#### Dataset records:
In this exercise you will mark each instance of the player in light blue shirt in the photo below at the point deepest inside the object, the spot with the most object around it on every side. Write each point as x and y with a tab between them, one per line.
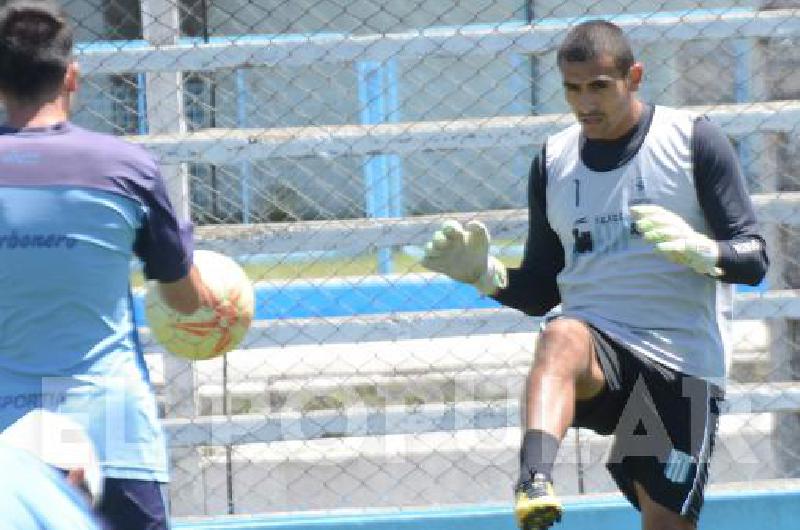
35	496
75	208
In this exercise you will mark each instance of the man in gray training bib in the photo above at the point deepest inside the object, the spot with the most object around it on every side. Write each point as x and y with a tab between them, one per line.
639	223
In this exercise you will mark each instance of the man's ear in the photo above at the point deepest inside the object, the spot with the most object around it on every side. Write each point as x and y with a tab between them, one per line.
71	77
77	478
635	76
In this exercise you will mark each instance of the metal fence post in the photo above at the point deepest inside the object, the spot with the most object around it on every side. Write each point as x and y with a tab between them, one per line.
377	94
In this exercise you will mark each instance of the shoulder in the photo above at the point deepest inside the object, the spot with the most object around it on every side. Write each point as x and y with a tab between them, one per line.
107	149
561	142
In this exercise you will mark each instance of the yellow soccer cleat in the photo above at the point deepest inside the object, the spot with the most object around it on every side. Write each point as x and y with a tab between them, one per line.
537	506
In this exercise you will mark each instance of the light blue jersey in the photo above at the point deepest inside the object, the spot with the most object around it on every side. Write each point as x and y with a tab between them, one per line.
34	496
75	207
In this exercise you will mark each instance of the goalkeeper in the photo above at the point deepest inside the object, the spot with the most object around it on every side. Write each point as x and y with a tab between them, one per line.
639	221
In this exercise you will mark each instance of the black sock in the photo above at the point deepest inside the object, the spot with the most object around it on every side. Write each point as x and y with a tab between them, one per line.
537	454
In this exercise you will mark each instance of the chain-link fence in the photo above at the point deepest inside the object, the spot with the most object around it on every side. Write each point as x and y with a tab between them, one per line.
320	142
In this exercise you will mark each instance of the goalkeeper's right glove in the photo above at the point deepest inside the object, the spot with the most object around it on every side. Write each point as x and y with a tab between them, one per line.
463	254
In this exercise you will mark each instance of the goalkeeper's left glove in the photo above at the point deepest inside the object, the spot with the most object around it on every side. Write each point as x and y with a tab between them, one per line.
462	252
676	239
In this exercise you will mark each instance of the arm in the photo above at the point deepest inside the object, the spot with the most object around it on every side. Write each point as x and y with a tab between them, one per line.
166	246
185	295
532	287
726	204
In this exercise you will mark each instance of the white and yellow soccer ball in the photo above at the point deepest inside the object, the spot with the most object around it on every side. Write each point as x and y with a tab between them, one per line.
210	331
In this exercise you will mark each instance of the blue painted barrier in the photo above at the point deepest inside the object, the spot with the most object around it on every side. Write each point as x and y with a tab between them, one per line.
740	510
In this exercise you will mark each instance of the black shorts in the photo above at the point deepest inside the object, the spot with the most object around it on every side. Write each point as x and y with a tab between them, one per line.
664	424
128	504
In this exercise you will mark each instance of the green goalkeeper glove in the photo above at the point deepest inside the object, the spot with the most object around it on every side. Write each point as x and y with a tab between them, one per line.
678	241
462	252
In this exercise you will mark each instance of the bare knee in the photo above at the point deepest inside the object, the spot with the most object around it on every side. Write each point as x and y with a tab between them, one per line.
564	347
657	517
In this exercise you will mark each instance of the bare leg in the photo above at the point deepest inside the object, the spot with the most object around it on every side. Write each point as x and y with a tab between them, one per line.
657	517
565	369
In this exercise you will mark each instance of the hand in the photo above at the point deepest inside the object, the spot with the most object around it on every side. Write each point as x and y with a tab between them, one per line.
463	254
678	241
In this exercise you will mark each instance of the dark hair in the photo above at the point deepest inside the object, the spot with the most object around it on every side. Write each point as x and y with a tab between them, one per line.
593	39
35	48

#### What you need to do:
Do not include images; quote all of the entries above exactly.

#### Answer:
In this exercise you will mark each instance of the player in light blue shirt in the photo below at the point deepest inside the object, the spot with the most object around it on every side. Write each point as x and y with a tab between them, one per line.
35	496
75	208
In this exercise you will mark each instance of the man in gray training bib in the photo above at the point deepest inside the object, the spot with the most object around it on every side. Write each point as x and y with a tab between them, one per line.
639	223
In this exercise you will mark each instance of the man's ear in the photo above at the point deepest inside the object, the spot with the most object around it on every side. Write each point as x and y with a tab between them, one per line.
71	77
77	478
635	76
In this exercise you will mark each instance of the metal fence post in the photo above at the point deepest inside the object, the spot with the most object around it on every side. Write each point as x and y with a tab between them, one per line.
377	94
In this exercise you will mark each instance of the shoulder in the photo above at the point deepest inside the object, the spot with the most object around it on every side. Write each point as x and y with a tab between them, one per line.
107	149
561	142
In this exercise you will mark each instance of the yellow soccer cleat in the photo above at the point deepest inside the object, the spot with the most object around it on every side. Write each point as x and y with a tab between them, one per line.
537	506
In this exercise you will mark each instance of the light blue jersey in the photo above at the point deepest inside the object, the spot with the most object around it on every side. Write each point as x and y with a tab between them, one per line.
34	496
75	207
In this exercise you will mark each instance of the goalkeeper in the photo above at the point deepest inside the object, the spot with the most object around it on every side. Write each point as x and y with a tab between them, one per line.
639	221
In this exercise you will mark each instance of the black sock in the photo above at the point deepest inside the object, the spot with the most object around it on every side. Write each point as x and y with a tab between them, one per line.
537	454
In this exercise you will mark each instance of the chain-link fence in the photo above at the point deepest inside the object, the spot with the most object around it on every side. Write each point as x and y with a tab between them, one per line.
320	142
In this exercise you will mark each instance of the goalkeeper's right glove in the photo above at the point deepest inside the object, the spot with the most object around it on every side. Write each point as x and y with a tab between them, one per line.
463	254
In this exercise you will mark each instance of the goalkeeper's left glove in the photo above at the point deepest inside the object, the spot with the most object around it on every side. Write each point as x and y with a tab between them, one per line.
462	252
676	239
In this exercise you will mark each instance of the arm in the photo above at the point deepest inside the object, the spot with the most object around it on every side. Write each point as x and y with a tab between them, one per line.
166	246
185	295
532	287
726	204
In this exercise you will mark each instance of the white and yellow soccer ball in the photo above at the point deepest inside the object, the spot with the most object around it on every side. Write each point as x and y with a tab between them, one per line.
210	331
In this exercise you will mark each instance of the blue painted barrier in the photo above at the point deepest inside the object, the spot with the most object around it on every side. Write each point as x and y with a tab between them, one per line.
740	510
In this exercise you will mark each instance of the black shorts in the photo above at the point deepest inside the object, the spot with the most object around it on every side. Write each point as x and y with a tab between them, one per line.
664	424
128	504
In this exercise you will mark each instance of the green goalkeeper glove in the photo above at the point deepest inside the object, the spot with the most object around it on every side. Write each point as x and y with a tab between them, one per line.
678	241
462	252
In this exercise you will mark each instance of the bare knee in the photo above at the point deepest inside the object, the spot with the most object around it on every side. Write each point as x and y with a tab between them, one per line.
564	347
657	517
In this exercise you will mark each instance of the bare leg in the photo above at the point deepest inside the object, the spot with the most object around it on every side. Write each point as x and y with a tab between them, one per line.
657	517
565	369
In this exercise you will mark each instance of the hand in the photo above at the point deepest inside the object, the spot with the most object around it on every side. Write each point as x and y with a tab between them, one per line.
463	254
678	241
In this exercise you will mark each instance of the dark hair in the photo above at the point deepest inside the object, the spot with the most object around it on every side. Write each point as x and y with a tab between them, one per line.
593	39
35	48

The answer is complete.